GOAL OF THE EXERCISE
Write out every one of the items below line by line, without changing a single character.

[START RECORDS FOR THIS TASK]

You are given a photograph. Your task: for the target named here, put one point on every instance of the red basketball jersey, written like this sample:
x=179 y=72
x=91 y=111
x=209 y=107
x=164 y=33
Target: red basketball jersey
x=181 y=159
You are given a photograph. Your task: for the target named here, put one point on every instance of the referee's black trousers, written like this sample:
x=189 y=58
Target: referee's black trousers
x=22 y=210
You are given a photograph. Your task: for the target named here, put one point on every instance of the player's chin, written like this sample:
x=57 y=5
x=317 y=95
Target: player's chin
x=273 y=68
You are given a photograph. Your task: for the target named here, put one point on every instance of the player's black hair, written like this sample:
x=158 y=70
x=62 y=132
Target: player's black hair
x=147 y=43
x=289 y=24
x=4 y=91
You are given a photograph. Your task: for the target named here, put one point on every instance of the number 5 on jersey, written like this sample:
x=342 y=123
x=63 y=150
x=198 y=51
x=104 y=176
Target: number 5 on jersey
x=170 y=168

[END RECORDS FOR THIS TASK]

FULL ANSWER
You are given a photograph. Your task: for the target named here, put one point on every instance of the red basketball jersey, written like this sample:
x=179 y=72
x=91 y=111
x=209 y=107
x=164 y=33
Target: red basketball jersey
x=181 y=159
You are given a photograph. Your task: for the target named here, put one point on every instance of the referee's black trousers, written like this sample:
x=189 y=58
Target: referee's black trousers
x=22 y=210
You are given a photograph. Your task: for the target named here, put one point on every instance of the player's chin, written like this sample:
x=57 y=5
x=317 y=95
Target: player's chin
x=273 y=68
You are given a photograph. Your task: for the target named here, put one point on every instance of the player's black hair, written like this sample:
x=158 y=70
x=62 y=132
Target: player's black hair
x=147 y=43
x=289 y=24
x=4 y=91
You are given a photograph. Your task: for the target named here, put one point on every instance of the number 5 on jersey, written like this sample:
x=342 y=123
x=63 y=150
x=198 y=51
x=104 y=176
Target: number 5 on jersey
x=170 y=168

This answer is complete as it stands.